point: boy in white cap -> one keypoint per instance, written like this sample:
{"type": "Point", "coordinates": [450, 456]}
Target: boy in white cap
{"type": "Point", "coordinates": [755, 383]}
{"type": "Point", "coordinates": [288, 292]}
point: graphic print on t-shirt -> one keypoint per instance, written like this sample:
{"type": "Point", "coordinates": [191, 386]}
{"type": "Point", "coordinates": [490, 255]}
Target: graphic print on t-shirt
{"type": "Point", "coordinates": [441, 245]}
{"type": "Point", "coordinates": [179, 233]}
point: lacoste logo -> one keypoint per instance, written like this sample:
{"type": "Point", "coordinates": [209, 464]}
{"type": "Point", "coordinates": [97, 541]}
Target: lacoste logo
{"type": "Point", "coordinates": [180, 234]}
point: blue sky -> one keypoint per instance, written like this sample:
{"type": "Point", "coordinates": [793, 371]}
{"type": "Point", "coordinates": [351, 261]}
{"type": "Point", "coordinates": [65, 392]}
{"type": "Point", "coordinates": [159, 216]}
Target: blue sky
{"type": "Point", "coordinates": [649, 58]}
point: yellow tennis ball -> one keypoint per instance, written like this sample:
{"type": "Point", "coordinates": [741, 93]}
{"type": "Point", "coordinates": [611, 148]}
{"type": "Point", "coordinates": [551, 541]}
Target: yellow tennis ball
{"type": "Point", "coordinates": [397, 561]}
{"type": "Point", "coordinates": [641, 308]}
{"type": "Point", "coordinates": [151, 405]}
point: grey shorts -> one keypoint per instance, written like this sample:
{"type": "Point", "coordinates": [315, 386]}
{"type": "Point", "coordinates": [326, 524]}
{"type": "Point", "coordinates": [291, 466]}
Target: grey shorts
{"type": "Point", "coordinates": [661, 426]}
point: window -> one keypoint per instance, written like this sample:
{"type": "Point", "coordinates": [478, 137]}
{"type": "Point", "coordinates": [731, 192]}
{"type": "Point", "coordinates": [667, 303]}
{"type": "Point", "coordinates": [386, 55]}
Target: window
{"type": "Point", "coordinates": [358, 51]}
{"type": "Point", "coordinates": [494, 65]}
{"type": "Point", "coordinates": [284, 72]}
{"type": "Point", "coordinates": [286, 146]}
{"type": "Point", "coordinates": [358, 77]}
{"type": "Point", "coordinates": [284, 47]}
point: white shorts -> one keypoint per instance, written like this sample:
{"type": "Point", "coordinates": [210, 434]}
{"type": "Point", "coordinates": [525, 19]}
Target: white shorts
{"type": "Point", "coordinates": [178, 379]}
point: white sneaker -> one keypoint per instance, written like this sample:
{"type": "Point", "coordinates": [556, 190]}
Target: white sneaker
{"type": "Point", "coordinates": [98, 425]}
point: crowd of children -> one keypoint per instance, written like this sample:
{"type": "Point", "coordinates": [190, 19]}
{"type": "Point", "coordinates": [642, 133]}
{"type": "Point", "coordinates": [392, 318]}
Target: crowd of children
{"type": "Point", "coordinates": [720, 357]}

====

- Directive
Rewrite the part of the items that opens with the line containing "point: yellow tennis" and closes with the line containing "Target: yellow tennis ball" as a numbered list, including both of those lines and skipping any blank lines.

- Solved problem
1. point: yellow tennis ball -> one keypoint per instance, written like this sample:
2. {"type": "Point", "coordinates": [741, 93]}
3. {"type": "Point", "coordinates": [611, 148]}
4. {"type": "Point", "coordinates": [551, 541]}
5. Target: yellow tennis ball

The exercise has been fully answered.